### [Source extract]
-- begin --

Koop Islands  is the third studio album by the Stockholm-based electronic music duo Koop. Compared to their last success Waltz for Koop, Koop Islands combines inspiration by 1930's swing with an exotic Caribbean touch. Collaborators include Yukimi Nagano (of Little Dragon), Ane Brun, Rob Gallagher, and others.

Track listing
 "Koop Island Blues "  – 4:34 
 "Come to Me"  – 2:51
 "Forces....Darling"  – 5:03
 "I See a Different You"  – 3:16
 "Let's Elope"  – 3:14
 "The Moonbounce"  – 2:46
 "Beyond the Son"  – 4:53
 "Whenever There Is You"  – 4:01
 "Drum Rhythm A (Music for Ballet Exercises)" – 2:14

Some editions include a bonus track: "I See a Different You (Marcus Enochson Remix)"

In popular culture
 "Koop Island Blues" can be heard in the Season 1 Episode 7 of Intergalactic
 "Koop Island Blues" can be heard in the 2009 video game, The Saboteur
 "Koop Island Blues" was used in a routine by Mia Michaels for Evan Kasprzak and Randi Evans during the fifth season of So You Think You Can Dance.
 "Koop Island Blues" can be heard in the background of the 6th cinematic clip in the game World in Conflict.
 "Koop Island Blues" can also be heard in the twenty-fifth episode of season two of 90210.
 "Koop Island Blues" can also be heard in the fifth episode of season one of Breaking Bad.

-- end --

### [Task to carry out]
Please resume the Koop Islands album article above, continuing from its final line.

### [Data records]
-- begin --

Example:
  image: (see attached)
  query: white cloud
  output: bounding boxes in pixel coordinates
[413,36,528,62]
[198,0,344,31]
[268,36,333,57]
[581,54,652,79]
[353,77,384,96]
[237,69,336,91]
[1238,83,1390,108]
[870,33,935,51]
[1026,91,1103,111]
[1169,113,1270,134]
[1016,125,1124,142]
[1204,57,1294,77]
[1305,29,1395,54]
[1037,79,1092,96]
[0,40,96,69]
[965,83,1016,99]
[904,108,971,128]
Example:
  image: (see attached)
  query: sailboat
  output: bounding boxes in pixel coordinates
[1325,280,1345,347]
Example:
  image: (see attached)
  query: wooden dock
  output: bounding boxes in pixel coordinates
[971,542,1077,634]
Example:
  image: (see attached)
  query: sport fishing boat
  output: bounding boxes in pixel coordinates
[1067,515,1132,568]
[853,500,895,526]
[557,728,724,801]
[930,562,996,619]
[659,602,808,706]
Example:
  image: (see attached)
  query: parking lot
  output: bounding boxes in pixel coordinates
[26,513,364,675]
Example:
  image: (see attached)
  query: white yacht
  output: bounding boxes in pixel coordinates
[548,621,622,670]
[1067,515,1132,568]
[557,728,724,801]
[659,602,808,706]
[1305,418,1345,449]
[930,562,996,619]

-- end --
-- begin --

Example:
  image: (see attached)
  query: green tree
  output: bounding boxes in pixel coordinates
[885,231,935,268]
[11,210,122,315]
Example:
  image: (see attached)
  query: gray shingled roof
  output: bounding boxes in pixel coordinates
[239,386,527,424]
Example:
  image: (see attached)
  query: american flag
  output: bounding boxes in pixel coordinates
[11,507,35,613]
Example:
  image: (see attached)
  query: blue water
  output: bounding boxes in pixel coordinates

-- end --

### [Task output]
 "Koop Island Blues" can also be heard in the twelfth episode of the fifth season  of The L Word.
 "Koop Island Blues" can also be heard in the movie Patong Girl (2014).
 "Koop Island Blues" (French version) can also be heard in the movie Bravo Virtuoso (2017), an Armenian-French-Belgian black comedy by Levon Minasian.
 "Koop Island Blues" can also be heard in the movie A Hairy Tale (2019).

Credits
 Bass [Walking] – Dan Berglund (tracks: 2 3)
 Double bass – Martin Höper (tracks: 1 4 5 6 8)
 Percussion – Ola Bothzén (tracks: 5 6 7)
 Vibraphone – Mattias Ståhl (tracks: 3 4 7)
 Vocals – Ane Brun (track: 1), Yukimi Nagano (tracks: 2 4 8)

Certifications
The album was awarded a silver certification from the Independent Music Companies Association which indicated sales of at least 30,000 copies throughout Europe.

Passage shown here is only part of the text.